▶ Passage given
I’m going to make some assertions based on personal experience here. Some of them may even have evidence to back them up. If evidence exists I’ll footnote it as a reference. I’ll expand on my own experience as footnotes too.

These 7 points aren’t to be read as a story, but as if they are just ideas to hold. Then we can have conversations in the future and use them as points of shared understanding.

If you want to jump straight to an idea then here are some handy links:

  1. Productivity per hour
  2. Capital cost of more people
  3. Communication overhead
  4. Our workload
  5. Kaikaku
  6. Slack
  7. Donated time

Productivity per hour

productivity

There are a few big types of work. Most studies focus on people who make widgets because their productivity is easy to quantify. Either you make 500 widgets or you don’t. Some office work is like this; maybe you process 100 application forms. It’s much harder to study knowledge work because productivity could be measured in any number of ways, all likely to be inaccurate1. “Because it’s hard” is a terrible reason not to do something, but it does explain why there seem to be so few studies on productivity per hour in knowledge work.

If we talk about manufacturing, there’s a long history.

One summer I did a week as a temp making these. It's an industrial fuse. Two Bakelite pieces, screwed together over a middle fuse. I got pretty quick. So quick that my 2 week temping gig ended up only being a week because I'd finished my allocation.

On January 5, 1914, the Ford Motor Company took the radical step of doubling pay to $5 a day and cut shifts from nine hours to eight, moves that were not popular with rival companies, although seeing the increase in Ford’s productivity, and a significant increase in profit margin (from $30 million to $60 million in two years), most soon followed suit.2 3 4 5

Ford wasn’t motivated by social factors6, he had a clear profit motive. There was compelling evidence that per-hour-productivity started to drop off after 8 hours.

This finding was backed up by some studies done in the first world war. Here’s an Economist article that explains it, and here’s the paper that they base the article on.

What we can see there is that the women7 who worked a 48 hour week got just as much done as those who worked a 72 hour week8.

This was still the case between 2000-20059. Work becomes ever more complicated so I can’t see this trend ever reversing.

As a wild and unsupported prediction: If your job requires you to think hard, then you probably can’t even maintain high level output for 8 hours!

Here’s a quote from that Economist article:

these results say nothing about output in service-sector professions, where most people in advanced economies are employed today. I would bet, though, that the results are even more pronounced. For work that is largely self-directed, and which requires intellectual engagement, you may achieve more in an hour of hard work than in a day’s worth of procrastination

There have been lots of articles recently about moving to 6 hour days. Academic, pure mathematicians often do 3 hour days. If our10 work really is knowledge work11 then I’d imagine that something similar applies to us too.

This is a simplification. People’s productivity varies over the day, varies by their mood, their diet, the weather etc. You can’t just say that people need to work a certain amount. Paul Graham’s essay ”Maker’s Schedule, Manager’s Schedule” talks about working in intense blocks. Sometimes it takes time to get into a problem.

To work with other people in a sustainable way, we need to keep some kind of Sustainable Pace.

Capital cost of more people

cap-overheadAs you add more people you need more space. That means more desks, more rent etc. The cost goes up more or less linearly12.(Assuming one person per desk.)

▶ Data records
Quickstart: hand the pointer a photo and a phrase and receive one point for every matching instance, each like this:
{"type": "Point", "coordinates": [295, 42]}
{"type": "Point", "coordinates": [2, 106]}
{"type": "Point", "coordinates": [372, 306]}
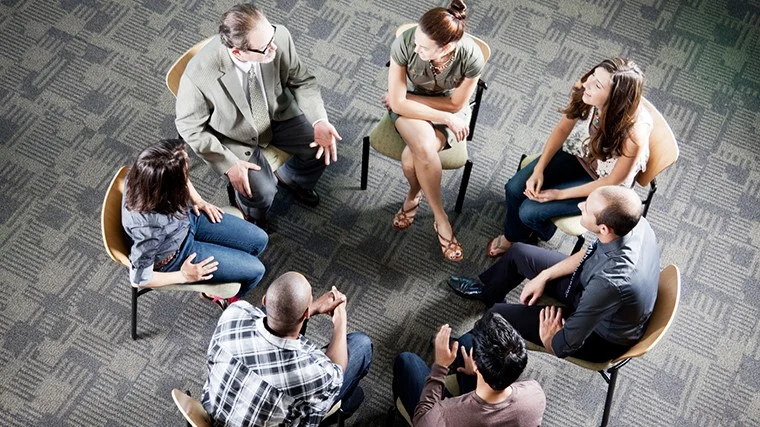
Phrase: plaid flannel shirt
{"type": "Point", "coordinates": [257, 378]}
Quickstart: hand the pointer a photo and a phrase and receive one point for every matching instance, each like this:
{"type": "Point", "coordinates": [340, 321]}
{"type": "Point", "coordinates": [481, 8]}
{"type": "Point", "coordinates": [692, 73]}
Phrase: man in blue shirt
{"type": "Point", "coordinates": [608, 292]}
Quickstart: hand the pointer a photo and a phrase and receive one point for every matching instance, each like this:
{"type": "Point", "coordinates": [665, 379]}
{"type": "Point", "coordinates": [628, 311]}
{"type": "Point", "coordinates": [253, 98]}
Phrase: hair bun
{"type": "Point", "coordinates": [458, 9]}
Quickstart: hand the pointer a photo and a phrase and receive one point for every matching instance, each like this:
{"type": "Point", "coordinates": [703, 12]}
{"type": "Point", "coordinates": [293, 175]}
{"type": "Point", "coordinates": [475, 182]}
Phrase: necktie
{"type": "Point", "coordinates": [571, 287]}
{"type": "Point", "coordinates": [259, 110]}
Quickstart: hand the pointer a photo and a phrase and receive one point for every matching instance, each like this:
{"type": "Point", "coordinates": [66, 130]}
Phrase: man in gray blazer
{"type": "Point", "coordinates": [248, 88]}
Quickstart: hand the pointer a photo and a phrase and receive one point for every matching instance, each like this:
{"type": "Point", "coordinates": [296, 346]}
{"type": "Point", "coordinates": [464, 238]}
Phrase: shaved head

▶ Directions for this task
In the passage on productivity above, turn the paragraph beginning "This is a simplification." into a short bulleted list that keeps its main facts.

▶ Task result
- The account is a simplification.
- A person's productivity varies over the day and with mood, diet, weather, and similar factors.
- There is no single amount of time people need to work.
- Paul Graham's essay "Maker's Schedule, Manager's Schedule" discusses working in intense blocks.
- Getting into a problem sometimes takes time.